Source records »
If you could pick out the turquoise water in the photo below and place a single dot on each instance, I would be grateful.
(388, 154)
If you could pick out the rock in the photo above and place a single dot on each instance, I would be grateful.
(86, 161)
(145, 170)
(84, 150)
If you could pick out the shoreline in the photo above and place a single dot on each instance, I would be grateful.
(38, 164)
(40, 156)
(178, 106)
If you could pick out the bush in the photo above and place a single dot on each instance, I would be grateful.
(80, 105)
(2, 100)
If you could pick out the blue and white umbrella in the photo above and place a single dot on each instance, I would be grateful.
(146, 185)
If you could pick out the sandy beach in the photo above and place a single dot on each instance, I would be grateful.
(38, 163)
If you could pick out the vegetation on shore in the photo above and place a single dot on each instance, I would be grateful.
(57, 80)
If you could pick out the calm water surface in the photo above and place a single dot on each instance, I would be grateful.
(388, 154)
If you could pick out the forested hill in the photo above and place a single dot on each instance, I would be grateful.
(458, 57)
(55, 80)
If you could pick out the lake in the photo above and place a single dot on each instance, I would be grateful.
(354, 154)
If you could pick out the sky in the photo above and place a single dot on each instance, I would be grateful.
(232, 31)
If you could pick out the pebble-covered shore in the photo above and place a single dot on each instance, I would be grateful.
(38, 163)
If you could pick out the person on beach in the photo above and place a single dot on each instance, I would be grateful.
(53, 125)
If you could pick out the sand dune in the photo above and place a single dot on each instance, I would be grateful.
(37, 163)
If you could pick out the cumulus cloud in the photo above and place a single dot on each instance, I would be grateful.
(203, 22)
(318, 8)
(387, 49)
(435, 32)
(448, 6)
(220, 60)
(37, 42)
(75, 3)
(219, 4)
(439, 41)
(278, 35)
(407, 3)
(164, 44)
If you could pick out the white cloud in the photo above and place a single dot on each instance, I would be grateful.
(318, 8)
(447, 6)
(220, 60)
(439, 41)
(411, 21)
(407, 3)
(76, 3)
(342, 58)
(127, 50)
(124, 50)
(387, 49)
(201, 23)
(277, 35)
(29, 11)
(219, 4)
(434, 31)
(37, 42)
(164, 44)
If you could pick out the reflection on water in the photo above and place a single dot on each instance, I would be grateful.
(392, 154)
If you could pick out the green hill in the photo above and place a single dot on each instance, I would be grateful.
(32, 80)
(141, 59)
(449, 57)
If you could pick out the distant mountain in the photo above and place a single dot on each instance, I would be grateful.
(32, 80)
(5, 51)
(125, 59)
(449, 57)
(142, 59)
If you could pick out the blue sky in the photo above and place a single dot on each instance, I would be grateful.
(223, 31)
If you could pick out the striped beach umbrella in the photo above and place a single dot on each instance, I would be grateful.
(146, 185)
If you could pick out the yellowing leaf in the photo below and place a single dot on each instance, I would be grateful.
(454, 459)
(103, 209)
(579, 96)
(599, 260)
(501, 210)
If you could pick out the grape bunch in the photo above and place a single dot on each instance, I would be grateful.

Work to do » Everything from the line with "If you could pick out the cumulus" to the end of the listing above needs to be duplicated exactly, both end lines included, with nothing more.

Response to this exercise »
If you could pick out the cumulus cloud in the photo above and place a single dot on each instance, I would be grateful.
(203, 22)
(318, 8)
(387, 49)
(435, 32)
(448, 6)
(220, 60)
(37, 42)
(75, 3)
(219, 4)
(439, 41)
(278, 35)
(407, 3)
(164, 44)
If you could pick out the white cloud in the photo above and place a single dot on each instance, I would be grateful.
(318, 8)
(447, 6)
(220, 60)
(439, 41)
(411, 21)
(407, 3)
(76, 3)
(342, 58)
(127, 50)
(124, 50)
(387, 49)
(201, 23)
(277, 35)
(29, 11)
(219, 4)
(434, 31)
(37, 42)
(164, 44)
If you could pick out the reflection on water in the photo above and place a single dot on each instance, I would be grateful.
(392, 154)
If you could pick out the green hill in the photo above and place a single dot on each instance, I would be grateful.
(32, 80)
(141, 59)
(449, 57)
If you could pick out the distant mountain in the photo above and place a single dot on each instance, I would be grateful.
(32, 80)
(5, 51)
(125, 59)
(449, 57)
(142, 59)
If you could pick out the blue sky in the photo above and place a single dot on each instance, I would be grateful.
(223, 31)
If you could pick out the striped beach umbrella in the photo above and place a single dot on each instance, I would be grateful.
(146, 185)
If you could pick out the yellowing leaf in the photo below and place a single dot on each instance, I would be grateful.
(454, 459)
(103, 209)
(579, 96)
(599, 260)
(501, 210)
If you could pick out the grape bunch in the photo above and place a single dot on each instance, I would be grateful.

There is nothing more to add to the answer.